Last Thursday, in one of those ‘stupid clumsy me’ moments, I bashed my hand against a wall and screwed up my right thumb. As I’ve had my fair share of broken bones over the years, I didn’t think it was fractured and even managed to play guitar with it for a couple of hours with my buddy. Nevertheless, I had it x-rayed the next morning just to be safe; it was swollen and stiff, and the thumb, too! 

While waiting for the x-ray report to come in, I sat thinking back to when I had broken both elbows in a bike accident a couple of years ago, on April Fool’s Day no less. I thought about how crappy it would be to start the New Year incapacitated, trying to get by with my left hand, especially as I’m right-handed. I thought about toasting the New Year holding a champagne glass in my shaky left hand, as well as typing this post one letter at a time in true ‘hunt and peck’ fashion. I considered how 2011 might be giving me one last kick in the crotch before it winks out of existence. And then, a sobering thought struck me, “aww was 2011 really so bad to me?”

━━━━━━

Problem statement:
Extend the blog post about the injured thumb with a few more sentences, picking up after its final question. You won't need the rows.

━━━━━━

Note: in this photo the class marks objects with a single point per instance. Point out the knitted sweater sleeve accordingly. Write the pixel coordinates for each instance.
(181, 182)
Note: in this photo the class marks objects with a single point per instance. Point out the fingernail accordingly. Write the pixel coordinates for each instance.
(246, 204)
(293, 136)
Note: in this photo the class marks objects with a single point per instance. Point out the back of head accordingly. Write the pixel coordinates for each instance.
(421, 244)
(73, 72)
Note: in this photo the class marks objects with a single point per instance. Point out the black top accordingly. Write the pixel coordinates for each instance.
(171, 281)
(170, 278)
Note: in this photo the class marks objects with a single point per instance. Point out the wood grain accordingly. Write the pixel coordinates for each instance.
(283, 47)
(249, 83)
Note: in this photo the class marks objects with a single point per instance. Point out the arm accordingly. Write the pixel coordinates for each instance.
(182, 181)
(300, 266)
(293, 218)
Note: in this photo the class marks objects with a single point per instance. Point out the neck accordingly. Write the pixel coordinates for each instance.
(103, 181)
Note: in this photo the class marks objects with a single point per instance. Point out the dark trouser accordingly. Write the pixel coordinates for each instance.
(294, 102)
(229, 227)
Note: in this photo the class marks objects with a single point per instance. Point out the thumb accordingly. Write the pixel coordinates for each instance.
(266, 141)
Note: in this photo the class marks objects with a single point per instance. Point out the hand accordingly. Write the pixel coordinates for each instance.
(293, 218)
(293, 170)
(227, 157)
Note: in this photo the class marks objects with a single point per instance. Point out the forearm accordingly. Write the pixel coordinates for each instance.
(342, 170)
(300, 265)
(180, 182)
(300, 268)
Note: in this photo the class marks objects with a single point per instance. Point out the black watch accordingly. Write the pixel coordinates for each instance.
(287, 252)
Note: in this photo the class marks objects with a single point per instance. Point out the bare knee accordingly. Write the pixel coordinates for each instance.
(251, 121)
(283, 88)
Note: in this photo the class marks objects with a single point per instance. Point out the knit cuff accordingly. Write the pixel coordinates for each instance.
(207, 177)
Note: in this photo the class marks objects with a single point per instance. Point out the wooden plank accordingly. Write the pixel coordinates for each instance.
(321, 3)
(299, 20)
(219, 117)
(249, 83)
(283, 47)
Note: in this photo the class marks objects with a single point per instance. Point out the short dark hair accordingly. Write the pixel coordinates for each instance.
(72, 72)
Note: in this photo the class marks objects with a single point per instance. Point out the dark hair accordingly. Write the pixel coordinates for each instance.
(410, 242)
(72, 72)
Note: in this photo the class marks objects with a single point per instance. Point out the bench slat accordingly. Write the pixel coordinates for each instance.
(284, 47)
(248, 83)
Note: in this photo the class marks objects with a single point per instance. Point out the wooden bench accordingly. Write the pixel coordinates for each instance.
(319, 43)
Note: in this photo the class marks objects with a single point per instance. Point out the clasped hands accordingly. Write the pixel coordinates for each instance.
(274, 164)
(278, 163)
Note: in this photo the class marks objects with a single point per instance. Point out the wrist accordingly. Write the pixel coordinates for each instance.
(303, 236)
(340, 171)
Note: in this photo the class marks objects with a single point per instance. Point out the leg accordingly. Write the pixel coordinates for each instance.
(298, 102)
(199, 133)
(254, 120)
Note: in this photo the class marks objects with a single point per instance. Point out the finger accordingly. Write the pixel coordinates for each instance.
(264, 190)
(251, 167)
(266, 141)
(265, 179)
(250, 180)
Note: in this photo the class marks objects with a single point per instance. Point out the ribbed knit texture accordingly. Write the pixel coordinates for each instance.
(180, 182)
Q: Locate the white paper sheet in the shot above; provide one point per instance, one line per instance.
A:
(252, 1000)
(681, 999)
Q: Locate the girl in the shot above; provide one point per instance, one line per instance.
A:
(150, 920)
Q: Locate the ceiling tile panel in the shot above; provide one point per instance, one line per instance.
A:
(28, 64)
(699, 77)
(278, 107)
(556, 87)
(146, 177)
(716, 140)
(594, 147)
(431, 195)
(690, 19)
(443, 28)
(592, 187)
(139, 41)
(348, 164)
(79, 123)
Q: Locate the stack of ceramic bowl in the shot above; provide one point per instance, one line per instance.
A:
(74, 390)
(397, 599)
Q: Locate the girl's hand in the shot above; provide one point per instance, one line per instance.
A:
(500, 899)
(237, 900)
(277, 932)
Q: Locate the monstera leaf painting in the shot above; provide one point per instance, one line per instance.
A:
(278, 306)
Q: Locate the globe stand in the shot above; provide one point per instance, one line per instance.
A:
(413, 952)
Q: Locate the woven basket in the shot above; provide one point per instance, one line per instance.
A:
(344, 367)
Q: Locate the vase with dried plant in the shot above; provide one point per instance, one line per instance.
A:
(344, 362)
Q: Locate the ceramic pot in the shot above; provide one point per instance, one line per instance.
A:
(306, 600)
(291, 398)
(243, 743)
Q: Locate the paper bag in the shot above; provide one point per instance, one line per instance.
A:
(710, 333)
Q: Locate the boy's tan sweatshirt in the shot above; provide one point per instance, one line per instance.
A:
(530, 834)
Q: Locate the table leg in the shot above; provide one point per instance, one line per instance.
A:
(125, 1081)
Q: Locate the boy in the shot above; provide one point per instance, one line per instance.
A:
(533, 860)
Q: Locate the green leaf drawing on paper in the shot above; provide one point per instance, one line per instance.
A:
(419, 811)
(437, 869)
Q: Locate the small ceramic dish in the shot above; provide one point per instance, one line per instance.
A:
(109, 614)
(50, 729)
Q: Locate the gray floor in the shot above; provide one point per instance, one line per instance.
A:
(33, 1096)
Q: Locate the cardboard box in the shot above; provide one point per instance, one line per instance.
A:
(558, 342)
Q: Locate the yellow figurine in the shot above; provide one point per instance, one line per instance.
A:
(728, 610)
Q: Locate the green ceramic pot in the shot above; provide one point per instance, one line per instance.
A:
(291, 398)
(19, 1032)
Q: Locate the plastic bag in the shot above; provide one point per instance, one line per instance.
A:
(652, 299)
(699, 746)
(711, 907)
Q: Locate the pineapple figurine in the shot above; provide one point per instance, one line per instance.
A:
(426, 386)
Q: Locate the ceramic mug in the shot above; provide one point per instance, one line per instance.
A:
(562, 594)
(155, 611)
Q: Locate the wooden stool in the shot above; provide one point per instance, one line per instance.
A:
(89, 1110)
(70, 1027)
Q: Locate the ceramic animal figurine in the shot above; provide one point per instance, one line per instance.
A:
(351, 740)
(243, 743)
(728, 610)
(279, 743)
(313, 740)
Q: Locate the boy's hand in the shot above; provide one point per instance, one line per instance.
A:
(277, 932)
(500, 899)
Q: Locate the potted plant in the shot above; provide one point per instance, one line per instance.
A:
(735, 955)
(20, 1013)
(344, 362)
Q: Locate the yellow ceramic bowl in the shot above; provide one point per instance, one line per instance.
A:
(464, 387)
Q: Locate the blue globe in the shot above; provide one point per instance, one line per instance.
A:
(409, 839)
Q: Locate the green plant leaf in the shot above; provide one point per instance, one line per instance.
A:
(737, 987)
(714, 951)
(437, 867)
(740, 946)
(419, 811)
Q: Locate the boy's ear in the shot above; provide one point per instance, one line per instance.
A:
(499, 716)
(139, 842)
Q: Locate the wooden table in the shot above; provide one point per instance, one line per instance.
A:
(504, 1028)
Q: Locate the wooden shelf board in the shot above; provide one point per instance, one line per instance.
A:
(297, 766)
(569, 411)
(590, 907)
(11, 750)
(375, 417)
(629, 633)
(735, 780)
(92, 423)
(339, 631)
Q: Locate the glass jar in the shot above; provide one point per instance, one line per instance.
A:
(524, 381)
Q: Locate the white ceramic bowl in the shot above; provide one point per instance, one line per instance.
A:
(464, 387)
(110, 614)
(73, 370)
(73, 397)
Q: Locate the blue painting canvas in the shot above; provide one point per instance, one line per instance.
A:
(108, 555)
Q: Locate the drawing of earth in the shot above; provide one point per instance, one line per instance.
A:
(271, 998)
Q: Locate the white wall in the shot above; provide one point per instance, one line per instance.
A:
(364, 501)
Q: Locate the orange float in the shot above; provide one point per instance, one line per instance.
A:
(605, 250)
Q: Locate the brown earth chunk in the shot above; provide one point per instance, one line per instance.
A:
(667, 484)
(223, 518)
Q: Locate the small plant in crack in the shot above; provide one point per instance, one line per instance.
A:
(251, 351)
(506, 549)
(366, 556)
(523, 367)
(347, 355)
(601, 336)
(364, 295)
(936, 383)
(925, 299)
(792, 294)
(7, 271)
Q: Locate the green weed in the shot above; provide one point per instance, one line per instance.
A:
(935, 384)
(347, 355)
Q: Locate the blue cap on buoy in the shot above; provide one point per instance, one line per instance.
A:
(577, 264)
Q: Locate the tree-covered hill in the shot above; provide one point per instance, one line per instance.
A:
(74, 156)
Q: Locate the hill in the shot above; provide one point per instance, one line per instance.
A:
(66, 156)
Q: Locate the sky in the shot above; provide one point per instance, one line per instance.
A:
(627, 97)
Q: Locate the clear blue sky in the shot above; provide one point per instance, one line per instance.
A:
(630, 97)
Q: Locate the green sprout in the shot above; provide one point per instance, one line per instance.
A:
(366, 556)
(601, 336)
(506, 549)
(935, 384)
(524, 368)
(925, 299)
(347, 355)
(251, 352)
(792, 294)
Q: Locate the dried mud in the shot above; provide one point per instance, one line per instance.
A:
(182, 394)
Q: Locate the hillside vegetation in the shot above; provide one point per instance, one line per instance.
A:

━━━━━━

Result:
About 6 hours before my accident, I had been reading the last post of Joe Bodolai, a comedy writer with many notable television stints to his credit, including Saturday Night Live (SNL). Eulogizing himself, he listed his life’s achievements in length, as well as noted his regrets, personal peeves and even his sardonic predictions for the coming year. He then closed his extensive suicide note expressing thanks to the many who had been a part of his life, as well as suggesting “I need to feel the good that I did and whatever good I have ever done for you is enough for me.” … Well, apparently whatever good he did in his life wasn’t ‘good enough’ for him to rest his laurels on and so he offed himself by drinking a mixture of Gatorade and antifreeze.